[GIVEN REQUEST]: Count the lines of the records that contain the string "wrist", treating uppercase and lowercase letters as distinct. Reply with the number alone.

--- start MATERIAL PROVIDED ---

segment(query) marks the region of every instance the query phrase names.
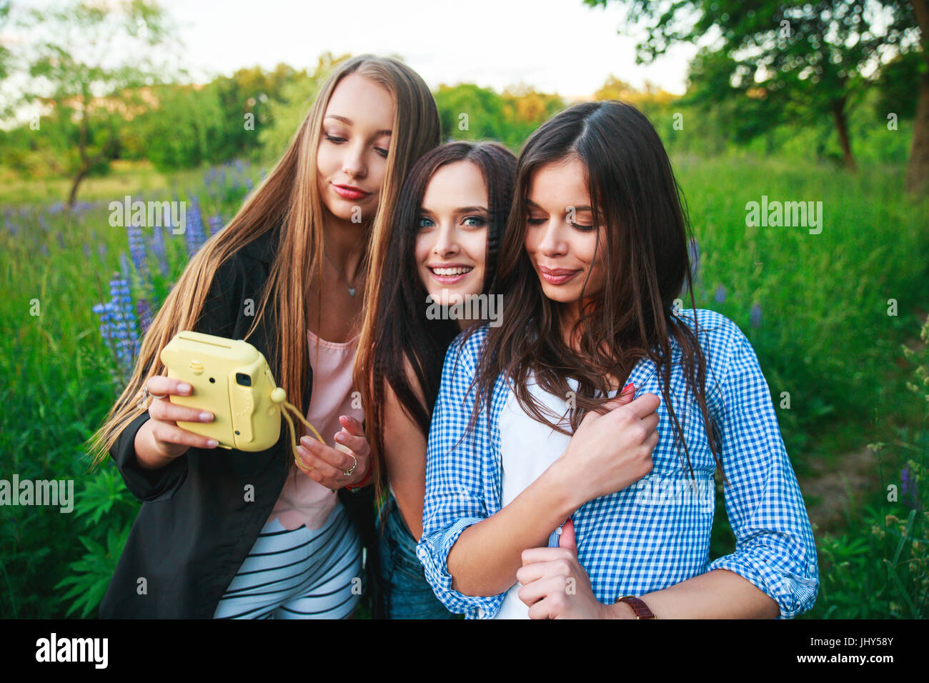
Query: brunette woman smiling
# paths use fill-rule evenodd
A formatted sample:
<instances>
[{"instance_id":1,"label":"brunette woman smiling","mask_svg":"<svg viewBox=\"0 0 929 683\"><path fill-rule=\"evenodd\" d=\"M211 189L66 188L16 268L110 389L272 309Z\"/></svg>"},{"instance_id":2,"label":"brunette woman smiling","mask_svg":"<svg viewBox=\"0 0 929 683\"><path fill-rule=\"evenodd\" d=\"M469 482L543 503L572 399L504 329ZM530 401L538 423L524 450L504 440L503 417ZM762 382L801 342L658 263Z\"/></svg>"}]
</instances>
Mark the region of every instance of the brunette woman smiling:
<instances>
[{"instance_id":1,"label":"brunette woman smiling","mask_svg":"<svg viewBox=\"0 0 929 683\"><path fill-rule=\"evenodd\" d=\"M634 107L579 104L527 141L500 251L502 324L450 346L429 431L417 551L450 610L786 618L813 606L813 532L752 345L692 290L693 308L675 304L687 236L667 154ZM717 466L736 548L711 561Z\"/></svg>"},{"instance_id":2,"label":"brunette woman smiling","mask_svg":"<svg viewBox=\"0 0 929 683\"><path fill-rule=\"evenodd\" d=\"M425 438L442 359L459 317L497 310L496 261L513 194L516 157L495 142L450 142L412 167L398 200L386 264L371 309L368 354L360 353L368 430L384 461L389 495L381 510L383 615L447 619L416 558L422 533ZM436 315L439 311L439 315ZM456 312L457 311L457 312ZM371 368L365 373L365 368Z\"/></svg>"},{"instance_id":3,"label":"brunette woman smiling","mask_svg":"<svg viewBox=\"0 0 929 683\"><path fill-rule=\"evenodd\" d=\"M98 457L109 450L142 501L102 616L339 618L358 605L373 496L346 487L373 466L351 382L369 243L438 139L413 71L347 59L268 178L191 259L98 435ZM275 446L243 453L178 427L213 419L169 401L191 388L164 376L159 354L190 329L253 344L326 443L305 438L294 453L282 428Z\"/></svg>"}]
</instances>

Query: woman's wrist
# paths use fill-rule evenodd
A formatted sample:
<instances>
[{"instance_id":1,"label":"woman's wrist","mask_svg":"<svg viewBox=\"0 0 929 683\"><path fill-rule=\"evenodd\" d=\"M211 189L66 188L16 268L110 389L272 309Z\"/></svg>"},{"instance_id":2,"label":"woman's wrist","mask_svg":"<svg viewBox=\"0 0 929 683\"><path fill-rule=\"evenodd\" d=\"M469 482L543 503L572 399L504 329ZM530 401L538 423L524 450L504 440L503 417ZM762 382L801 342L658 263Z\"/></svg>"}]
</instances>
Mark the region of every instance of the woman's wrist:
<instances>
[{"instance_id":1,"label":"woman's wrist","mask_svg":"<svg viewBox=\"0 0 929 683\"><path fill-rule=\"evenodd\" d=\"M565 519L588 501L582 484L577 481L572 474L562 455L537 479L549 489L547 500L556 506L559 513L564 513Z\"/></svg>"}]
</instances>

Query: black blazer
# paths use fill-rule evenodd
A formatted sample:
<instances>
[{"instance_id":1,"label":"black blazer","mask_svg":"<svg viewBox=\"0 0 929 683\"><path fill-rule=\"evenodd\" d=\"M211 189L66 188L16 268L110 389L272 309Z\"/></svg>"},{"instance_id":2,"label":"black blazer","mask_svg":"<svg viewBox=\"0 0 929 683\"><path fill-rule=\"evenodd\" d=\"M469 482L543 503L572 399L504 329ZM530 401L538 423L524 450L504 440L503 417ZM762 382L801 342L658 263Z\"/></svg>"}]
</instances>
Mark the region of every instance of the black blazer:
<instances>
[{"instance_id":1,"label":"black blazer","mask_svg":"<svg viewBox=\"0 0 929 683\"><path fill-rule=\"evenodd\" d=\"M244 338L261 301L278 239L279 230L272 230L219 268L197 332ZM251 306L246 306L248 299ZM269 334L274 324L266 315L248 341L264 354L280 381L280 359ZM311 388L312 375L303 396L305 407ZM136 433L148 419L148 411L140 413L110 451L142 506L100 604L100 616L209 619L283 488L294 459L290 433L281 425L277 444L258 453L191 448L164 467L150 470L139 466L134 445ZM249 485L254 494L246 496ZM372 589L377 575L373 487L341 489L338 495L367 548L367 583Z\"/></svg>"}]
</instances>

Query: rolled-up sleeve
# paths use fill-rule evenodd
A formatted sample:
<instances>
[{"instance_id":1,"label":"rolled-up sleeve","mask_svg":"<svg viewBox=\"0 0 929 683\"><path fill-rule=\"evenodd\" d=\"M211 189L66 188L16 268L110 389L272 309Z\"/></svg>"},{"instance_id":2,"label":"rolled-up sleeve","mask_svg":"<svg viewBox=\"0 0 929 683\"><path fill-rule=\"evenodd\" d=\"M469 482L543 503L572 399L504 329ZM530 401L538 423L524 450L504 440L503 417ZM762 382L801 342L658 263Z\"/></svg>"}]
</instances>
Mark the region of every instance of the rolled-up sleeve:
<instances>
[{"instance_id":1,"label":"rolled-up sleeve","mask_svg":"<svg viewBox=\"0 0 929 683\"><path fill-rule=\"evenodd\" d=\"M429 427L423 536L416 546L416 555L436 597L450 611L464 612L469 618L494 613L504 595L466 596L452 589L447 564L449 552L462 532L492 514L485 493L483 459L489 437L483 409L475 427L466 429L477 393L476 388L467 389L483 337L478 331L463 346L459 336L445 355Z\"/></svg>"},{"instance_id":2,"label":"rolled-up sleeve","mask_svg":"<svg viewBox=\"0 0 929 683\"><path fill-rule=\"evenodd\" d=\"M734 571L777 601L779 619L813 607L819 587L816 545L796 475L754 349L735 323L721 383L721 459L734 553L708 571Z\"/></svg>"}]
</instances>

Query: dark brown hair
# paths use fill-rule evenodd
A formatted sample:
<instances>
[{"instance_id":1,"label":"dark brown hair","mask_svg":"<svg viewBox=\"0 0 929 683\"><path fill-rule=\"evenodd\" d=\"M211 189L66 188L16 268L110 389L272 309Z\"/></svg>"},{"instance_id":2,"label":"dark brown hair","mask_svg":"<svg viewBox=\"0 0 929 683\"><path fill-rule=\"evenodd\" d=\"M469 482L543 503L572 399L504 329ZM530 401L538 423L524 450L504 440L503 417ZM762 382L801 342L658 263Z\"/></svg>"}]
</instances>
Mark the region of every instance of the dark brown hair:
<instances>
[{"instance_id":1,"label":"dark brown hair","mask_svg":"<svg viewBox=\"0 0 929 683\"><path fill-rule=\"evenodd\" d=\"M532 174L544 164L570 157L580 159L586 167L595 225L607 228L606 243L601 243L597 232L594 256L600 257L602 251L603 290L585 294L588 271L581 293L580 318L569 337L580 334L577 351L562 336L562 305L544 296L523 246L526 195ZM684 430L669 396L674 337L682 351L688 390L696 395L710 447L722 467L718 429L706 406L706 359L699 333L674 308L687 284L691 307L696 309L687 277L689 233L683 193L664 147L651 124L635 107L618 101L577 104L536 130L517 162L513 209L497 272L504 293L503 320L498 327L489 328L472 382L478 393L469 428L482 400L490 414L493 386L504 374L513 382L527 414L571 435L587 411L605 412L601 406L608 401L604 397L611 388L607 377L621 378L622 386L639 360L648 358L658 368L664 405L683 443ZM530 371L540 388L556 396L568 396L572 390L569 377L578 381L569 431L563 422L549 422L543 414L543 411L550 412L536 404L527 387ZM689 451L686 443L684 447L693 476Z\"/></svg>"},{"instance_id":2,"label":"dark brown hair","mask_svg":"<svg viewBox=\"0 0 929 683\"><path fill-rule=\"evenodd\" d=\"M432 410L438 396L442 363L449 344L459 333L453 320L428 320L426 290L415 259L418 218L426 187L442 166L466 161L480 170L487 186L487 251L481 294L496 293L496 264L500 240L509 215L516 174L516 155L497 142L449 142L425 152L413 164L400 190L389 225L392 233L383 261L383 276L366 327L370 336L359 348L356 371L362 369L366 430L373 456L384 454L385 382L389 383L404 411L423 434L428 434ZM405 372L413 369L425 399L420 401ZM383 462L379 462L381 471ZM381 481L377 482L378 496Z\"/></svg>"}]
</instances>

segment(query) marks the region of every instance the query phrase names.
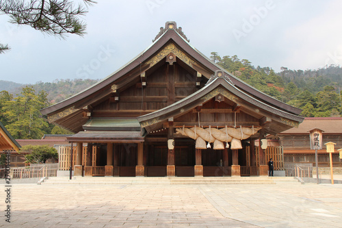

--- end MATERIAL PROVIDED ---

[THE RESPONSE]: 4